As of 2019, before the pandemic, the U.S. had reduced 13% of its greenhouse gases compared with 2005 levels, which is about halfway to the Obama administration goals of 26% to 28%, said climate scientist Niklas Hohne of Climate Action Tracker. That’s owing largely to market forces that have made solar and wind, and natural gas, much cheaper

Biden, a Democrat, campaigned partly on a pledge to confront climate change. He has sketched out some elements of his $2 trillion approach for transforming U.S. transportation systems and electrical grids in his campaign climate plan and in his infrastructure proposals for Congress.

His administration insists the transformation will mean millions of well-paying jobs. Republicans say the effort will throw oil, gas and coal workers off the job. They call his infrastructure proposal too costly.

MAKING SENSE OF NUMBERS

This week’s climate change summit features lots of talk from different nations about their goals for reducing carbon emissions. But in the weird world of national climate pledges, numbers often aren’t quite what they seem.

Sometimes a 55% reduction is about equal to 50% to 52%. Sometimes it’s even less. Sometimes it’s way more.

As part of the Paris climate agreement process, each nation picks its own national goals for how much greenhouse gas should be cut by 2030 and — crucially — what baseline year it starts counting from for those cuts. That makes it difficult to compare countries’ emissions-cutting pledges to see who is promising more.

US AND EU GOALS

Both the United States and the European Union are offering similar-sounding pledges of cutting around half their emissions by 2030. But depending on what year you start from, each can sound significantly deeper than the other.

The European Union goal, newly approved by the union’s parliament, is 55% below 1990 levels. The new U.S. goal announced Thursday by President Joe Biden is 50% to 52% below 2005 levels.

If you convert the European goal to the American-preferred 2005 baseline, the two are the same. The European Union goal translates to 51% below 2005 levels, which is on par with the U.S. goal, said former Obama White House environmental aide Kate Larsen, a director at the private research Rhodium Group.

But if you compare them using Europe’s preferred 1990 as the baseline, the 50% minimum U.S. cut is only 41%, far shy of the 55% EU goal, according to Larsen’s calculations.

******

▶ **Exercise details**:
In the article on national climate pledges, what percentage below 2005 levels does the European Union goal translate to?

******

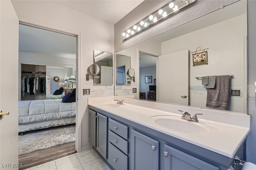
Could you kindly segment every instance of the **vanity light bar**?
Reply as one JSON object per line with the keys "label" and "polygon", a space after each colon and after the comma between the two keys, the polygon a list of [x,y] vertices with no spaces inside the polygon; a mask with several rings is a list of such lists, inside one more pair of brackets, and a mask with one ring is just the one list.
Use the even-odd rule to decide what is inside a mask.
{"label": "vanity light bar", "polygon": [[137,23],[122,34],[123,40],[152,24],[171,14],[178,12],[180,9],[187,6],[196,0],[174,0],[161,8],[140,22]]}

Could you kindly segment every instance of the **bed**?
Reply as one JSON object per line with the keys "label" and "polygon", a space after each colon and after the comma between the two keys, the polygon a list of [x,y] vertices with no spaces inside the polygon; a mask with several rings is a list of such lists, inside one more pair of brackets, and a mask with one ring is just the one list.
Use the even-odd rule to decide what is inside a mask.
{"label": "bed", "polygon": [[76,114],[76,102],[62,99],[19,101],[19,132],[75,123]]}

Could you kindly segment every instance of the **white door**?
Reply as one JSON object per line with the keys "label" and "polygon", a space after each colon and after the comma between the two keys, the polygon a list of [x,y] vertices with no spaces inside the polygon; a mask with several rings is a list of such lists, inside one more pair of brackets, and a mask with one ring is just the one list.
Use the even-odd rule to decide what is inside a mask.
{"label": "white door", "polygon": [[18,169],[19,20],[10,0],[0,0],[0,169]]}
{"label": "white door", "polygon": [[159,101],[188,105],[188,56],[186,50],[159,57]]}

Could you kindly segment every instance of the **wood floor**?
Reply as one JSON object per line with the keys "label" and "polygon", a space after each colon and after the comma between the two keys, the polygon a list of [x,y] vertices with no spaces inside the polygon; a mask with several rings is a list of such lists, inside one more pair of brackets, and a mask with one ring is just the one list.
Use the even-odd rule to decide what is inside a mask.
{"label": "wood floor", "polygon": [[19,170],[26,169],[76,152],[76,142],[73,142],[22,155],[19,156],[19,163],[22,164],[22,167]]}

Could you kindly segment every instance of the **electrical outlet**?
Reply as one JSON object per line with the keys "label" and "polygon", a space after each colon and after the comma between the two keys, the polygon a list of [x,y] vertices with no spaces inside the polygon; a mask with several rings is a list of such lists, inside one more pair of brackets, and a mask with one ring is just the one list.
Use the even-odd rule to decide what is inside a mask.
{"label": "electrical outlet", "polygon": [[90,89],[83,89],[83,95],[90,95]]}
{"label": "electrical outlet", "polygon": [[240,96],[240,90],[231,90],[232,96]]}

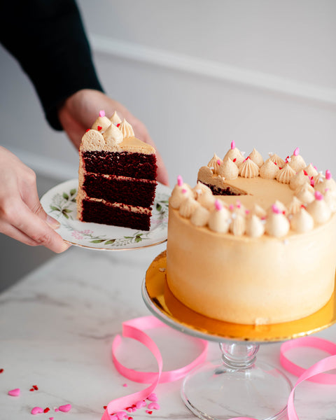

******

▶ **Exercise solution**:
51% below 2005 levels